--- Start of DATASET ---

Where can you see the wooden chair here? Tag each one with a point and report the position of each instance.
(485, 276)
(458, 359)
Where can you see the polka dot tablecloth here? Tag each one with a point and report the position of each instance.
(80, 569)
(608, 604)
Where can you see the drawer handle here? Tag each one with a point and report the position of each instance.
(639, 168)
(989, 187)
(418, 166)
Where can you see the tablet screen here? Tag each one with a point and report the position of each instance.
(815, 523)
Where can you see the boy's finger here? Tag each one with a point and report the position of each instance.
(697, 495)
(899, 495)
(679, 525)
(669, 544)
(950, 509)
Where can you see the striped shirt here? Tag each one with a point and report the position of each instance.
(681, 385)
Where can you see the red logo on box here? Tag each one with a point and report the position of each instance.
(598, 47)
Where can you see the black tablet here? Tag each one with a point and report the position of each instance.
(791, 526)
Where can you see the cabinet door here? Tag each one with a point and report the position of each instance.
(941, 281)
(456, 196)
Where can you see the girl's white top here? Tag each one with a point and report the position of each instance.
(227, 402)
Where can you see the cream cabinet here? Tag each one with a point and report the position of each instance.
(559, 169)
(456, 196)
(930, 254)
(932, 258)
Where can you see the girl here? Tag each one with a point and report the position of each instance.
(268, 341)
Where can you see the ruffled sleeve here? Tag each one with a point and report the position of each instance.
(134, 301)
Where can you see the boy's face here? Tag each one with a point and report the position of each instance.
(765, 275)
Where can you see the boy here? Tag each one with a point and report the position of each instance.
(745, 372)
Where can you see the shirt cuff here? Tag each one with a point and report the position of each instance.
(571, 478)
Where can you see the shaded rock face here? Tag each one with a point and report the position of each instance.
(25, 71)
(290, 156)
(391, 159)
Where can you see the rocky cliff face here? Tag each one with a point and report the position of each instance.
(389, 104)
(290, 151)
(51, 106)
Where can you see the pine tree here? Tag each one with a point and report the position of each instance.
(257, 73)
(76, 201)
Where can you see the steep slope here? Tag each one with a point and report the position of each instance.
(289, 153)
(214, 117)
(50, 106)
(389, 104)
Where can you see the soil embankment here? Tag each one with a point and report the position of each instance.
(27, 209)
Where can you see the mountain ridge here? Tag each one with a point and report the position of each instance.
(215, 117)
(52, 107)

--- End of DATASET ---

*WRITTEN INSTRUCTION:*
Please copy out the stretch from the line containing "Where can you see the boy here?" through the last line above, word for word.

*COMPLETED TASK:*
Where can you see the boy here? Tag each one with a point and report the position of each instance.
(745, 372)
Where can you see the shirt cuff here? Tag each one with a point and report the position of each instance.
(571, 478)
Where can you see the shaded rock face here? Tag each one with a point and report the position of each instance.
(25, 71)
(290, 156)
(391, 159)
Where can you see the rocky cliff face here? Tag each one with a point and report the position of each instance.
(389, 104)
(290, 151)
(51, 106)
Where can you see the pine tree here? Tag each one with a point and report the position of each instance.
(257, 73)
(76, 201)
Where can you see the steep slope here? Tag each one with a point and report the position of each instance.
(289, 153)
(214, 117)
(50, 106)
(389, 104)
Where can you see the soil embankment here? Tag each one with a point and report the position of each instance.
(27, 209)
Where can you see the mountain ridge here? Tag each one with a point and report the position of each instance.
(215, 117)
(52, 107)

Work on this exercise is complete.